## EXTRACTED TEXT

<<<<

Lesson 7: Linear Regression: The Foundation of Predictive Analytics

Introduction

Linear Regression is arguably the most important model in statistics.

Many modern machine learning methods are extensions of ideas that first appeared in regression analysis.

Linear regression helps answer questions such as:

  • How does age affect hospital stay?
  • How does advertising affect sales?
  • How does inventory level affect revenue?
  • How does diamond size affect price?
  • How does customer deployment affect annual sales?

Unlike the statistical tests from the previous lesson, regression allows us to quantify relationships and make predictions.

This lesson introduces:

  • Simple Linear Regression
  • Multiple Linear Regression
  • Model interpretation
  • Coefficients
  • Residuals
  • Model assumptions

By the end of this lesson, you will be able to build and interpret regression models in Python.


The Goal of Regression

Suppose we have:

InventorySales
5080
75110
100140
125170
150210

We observe:

As inventory increases,
sales appear to increase.

Can we quantify this relationship?

>>>>

## GIVEN ENTRIES
<<<<

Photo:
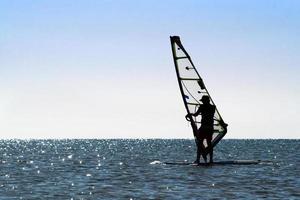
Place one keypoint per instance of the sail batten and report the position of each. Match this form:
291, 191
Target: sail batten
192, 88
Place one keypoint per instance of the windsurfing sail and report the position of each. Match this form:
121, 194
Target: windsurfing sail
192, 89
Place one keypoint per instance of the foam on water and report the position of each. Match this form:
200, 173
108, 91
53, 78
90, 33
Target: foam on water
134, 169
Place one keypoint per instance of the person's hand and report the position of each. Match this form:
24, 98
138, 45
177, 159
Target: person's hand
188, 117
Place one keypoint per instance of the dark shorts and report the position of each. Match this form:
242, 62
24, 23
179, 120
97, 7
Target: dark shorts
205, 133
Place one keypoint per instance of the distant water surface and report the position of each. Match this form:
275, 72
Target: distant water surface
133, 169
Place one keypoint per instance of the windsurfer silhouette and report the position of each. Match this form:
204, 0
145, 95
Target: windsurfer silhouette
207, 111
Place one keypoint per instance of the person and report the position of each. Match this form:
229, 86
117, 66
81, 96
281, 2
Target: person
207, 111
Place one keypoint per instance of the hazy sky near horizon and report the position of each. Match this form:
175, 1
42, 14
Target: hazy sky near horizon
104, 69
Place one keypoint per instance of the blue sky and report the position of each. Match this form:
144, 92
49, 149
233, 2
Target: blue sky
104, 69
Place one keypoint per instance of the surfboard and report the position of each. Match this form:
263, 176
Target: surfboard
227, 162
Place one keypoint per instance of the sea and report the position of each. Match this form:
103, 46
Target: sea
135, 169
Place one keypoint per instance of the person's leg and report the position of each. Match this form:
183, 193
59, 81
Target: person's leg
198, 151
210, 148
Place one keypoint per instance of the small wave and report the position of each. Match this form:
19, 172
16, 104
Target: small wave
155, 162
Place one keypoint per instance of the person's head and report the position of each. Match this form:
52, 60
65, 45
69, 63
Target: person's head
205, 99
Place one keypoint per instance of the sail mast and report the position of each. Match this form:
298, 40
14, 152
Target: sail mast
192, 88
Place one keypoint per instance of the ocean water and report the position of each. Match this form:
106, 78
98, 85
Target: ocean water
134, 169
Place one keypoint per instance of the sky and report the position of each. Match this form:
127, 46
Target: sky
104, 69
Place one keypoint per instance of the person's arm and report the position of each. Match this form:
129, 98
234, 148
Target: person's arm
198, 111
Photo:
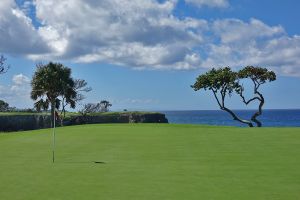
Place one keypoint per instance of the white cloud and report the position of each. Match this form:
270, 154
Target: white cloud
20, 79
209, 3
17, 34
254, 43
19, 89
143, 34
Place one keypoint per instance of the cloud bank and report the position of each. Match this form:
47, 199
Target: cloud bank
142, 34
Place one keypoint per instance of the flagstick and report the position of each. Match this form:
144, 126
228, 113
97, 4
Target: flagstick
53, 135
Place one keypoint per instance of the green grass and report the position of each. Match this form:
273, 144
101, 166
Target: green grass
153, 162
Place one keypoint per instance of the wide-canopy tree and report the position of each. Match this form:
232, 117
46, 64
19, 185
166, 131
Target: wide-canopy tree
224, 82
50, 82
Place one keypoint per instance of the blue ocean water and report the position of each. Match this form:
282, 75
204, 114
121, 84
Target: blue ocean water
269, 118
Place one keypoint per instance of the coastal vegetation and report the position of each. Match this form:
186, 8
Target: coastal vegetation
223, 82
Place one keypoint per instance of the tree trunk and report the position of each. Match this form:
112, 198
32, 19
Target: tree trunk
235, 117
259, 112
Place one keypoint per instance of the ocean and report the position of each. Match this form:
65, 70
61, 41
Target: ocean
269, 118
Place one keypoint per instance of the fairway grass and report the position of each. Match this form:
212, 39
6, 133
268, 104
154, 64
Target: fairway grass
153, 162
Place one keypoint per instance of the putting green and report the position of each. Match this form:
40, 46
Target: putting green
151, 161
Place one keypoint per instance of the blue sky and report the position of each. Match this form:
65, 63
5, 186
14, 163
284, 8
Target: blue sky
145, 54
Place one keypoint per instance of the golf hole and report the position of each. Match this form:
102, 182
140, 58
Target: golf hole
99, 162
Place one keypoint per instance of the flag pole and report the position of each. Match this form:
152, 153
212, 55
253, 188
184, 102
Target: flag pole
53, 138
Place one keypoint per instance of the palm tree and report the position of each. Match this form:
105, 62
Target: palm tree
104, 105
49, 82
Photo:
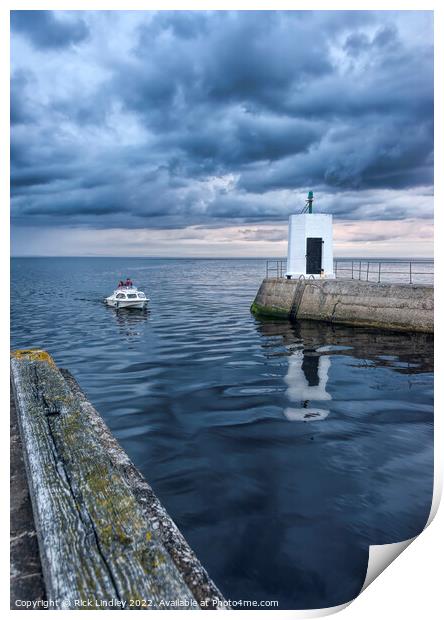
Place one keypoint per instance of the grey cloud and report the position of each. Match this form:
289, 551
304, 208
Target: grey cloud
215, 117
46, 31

>>>>

## EXERCISES TO COMPLETE
• 1. Summarize the linear regression lesson in two sentences.
• 2. Extract the passage of the linear regression lesson running from "Lesson 7: Linear" up to and including "level affect revenue?".
The records are independent of the text and are not connected to it.

## TASK-BY-TASK SOLUTIONS
• 1. The lesson calls linear regression arguably the most important model in statistics and says many modern machine learning methods extend ideas that first appeared in regression analysis. Unlike the statistical tests of the previous lesson, regression allows us to quantify relationships and make predictions, and the lesson covers simple and multiple linear regression, model interpretation, coefficients, residuals, and model assumptions so that learners can build and interpret regression models in Python.

• 2.
Lesson 7: Linear Regression: The Foundation of Predictive Analytics

Introduction

Linear Regression is arguably the most important model in statistics.

Many modern machine learning methods are extensions of ideas that first appeared in regression analysis.

Linear regression helps answer questions such as:

  • How does age affect hospital stay?
  • How does advertising affect sales?
  • How does inventory level affect revenue?